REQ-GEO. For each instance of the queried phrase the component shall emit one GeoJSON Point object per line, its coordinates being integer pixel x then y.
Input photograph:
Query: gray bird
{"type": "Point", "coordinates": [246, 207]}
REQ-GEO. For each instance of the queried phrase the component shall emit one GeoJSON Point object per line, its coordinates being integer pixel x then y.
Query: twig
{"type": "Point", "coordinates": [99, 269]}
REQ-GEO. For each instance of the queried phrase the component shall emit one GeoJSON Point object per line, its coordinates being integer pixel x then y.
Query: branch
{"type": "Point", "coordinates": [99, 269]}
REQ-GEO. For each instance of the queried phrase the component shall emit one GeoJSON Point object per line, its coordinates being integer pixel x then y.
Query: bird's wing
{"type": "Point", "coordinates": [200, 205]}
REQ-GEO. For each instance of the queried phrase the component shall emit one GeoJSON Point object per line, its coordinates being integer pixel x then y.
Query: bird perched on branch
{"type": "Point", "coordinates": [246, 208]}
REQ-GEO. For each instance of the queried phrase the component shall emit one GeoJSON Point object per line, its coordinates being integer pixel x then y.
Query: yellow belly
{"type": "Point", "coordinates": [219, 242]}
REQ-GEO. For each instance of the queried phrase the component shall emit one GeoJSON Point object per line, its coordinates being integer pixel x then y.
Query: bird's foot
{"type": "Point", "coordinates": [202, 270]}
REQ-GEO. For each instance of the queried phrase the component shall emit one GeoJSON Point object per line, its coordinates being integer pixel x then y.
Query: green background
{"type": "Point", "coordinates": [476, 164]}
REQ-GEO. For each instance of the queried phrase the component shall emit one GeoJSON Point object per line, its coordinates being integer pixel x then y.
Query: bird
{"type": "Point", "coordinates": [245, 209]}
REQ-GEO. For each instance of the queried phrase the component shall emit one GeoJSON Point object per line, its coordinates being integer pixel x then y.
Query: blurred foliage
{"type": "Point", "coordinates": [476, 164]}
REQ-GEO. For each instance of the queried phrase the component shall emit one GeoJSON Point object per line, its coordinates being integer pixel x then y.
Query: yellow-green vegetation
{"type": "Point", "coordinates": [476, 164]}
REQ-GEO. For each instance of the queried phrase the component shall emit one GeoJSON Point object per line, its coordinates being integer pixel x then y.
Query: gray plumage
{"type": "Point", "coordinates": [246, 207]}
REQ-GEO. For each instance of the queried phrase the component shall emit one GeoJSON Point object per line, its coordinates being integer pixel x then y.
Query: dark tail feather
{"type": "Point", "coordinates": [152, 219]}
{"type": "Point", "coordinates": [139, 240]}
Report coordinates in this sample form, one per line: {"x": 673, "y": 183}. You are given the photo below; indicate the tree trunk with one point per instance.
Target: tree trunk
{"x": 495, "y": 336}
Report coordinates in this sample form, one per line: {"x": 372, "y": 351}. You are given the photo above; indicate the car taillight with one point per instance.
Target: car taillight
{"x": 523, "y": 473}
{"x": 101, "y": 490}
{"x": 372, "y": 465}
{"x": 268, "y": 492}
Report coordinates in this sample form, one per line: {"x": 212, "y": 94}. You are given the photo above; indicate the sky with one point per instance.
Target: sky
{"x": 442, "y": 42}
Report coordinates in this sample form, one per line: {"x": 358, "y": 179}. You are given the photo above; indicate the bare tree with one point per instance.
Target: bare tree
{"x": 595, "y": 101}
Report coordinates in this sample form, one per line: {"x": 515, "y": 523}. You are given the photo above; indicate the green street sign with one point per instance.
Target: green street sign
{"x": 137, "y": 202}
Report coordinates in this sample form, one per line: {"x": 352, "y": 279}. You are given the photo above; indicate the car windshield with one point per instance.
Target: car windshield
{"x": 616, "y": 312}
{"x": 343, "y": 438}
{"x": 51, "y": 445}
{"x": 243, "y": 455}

◇ ◇ ◇

If a line in the entries contains "Report", copy it.

Report coordinates in this sample form, one per line: {"x": 673, "y": 183}. You are given the photo below; indicate the tree trunk with one point per instance.
Report coordinates in this sample form, one per line: {"x": 372, "y": 351}. You are given the photo above; indicate the car taillight with one point per instance.
Report coordinates in this sample form, one per line: {"x": 212, "y": 94}. You are given the photo above; indicate the sky with one point per instance.
Report coordinates in this sample form, one per line: {"x": 358, "y": 179}. You are given the photo above; indicate the bare tree with one point per instance.
Report coordinates in this sample form, one per line: {"x": 515, "y": 523}. You are given the photo above; indicate the green street sign with one point per instance.
Report coordinates in this sample form, one per line: {"x": 352, "y": 279}. You are given the photo above; indicate the car windshield with one point per instance.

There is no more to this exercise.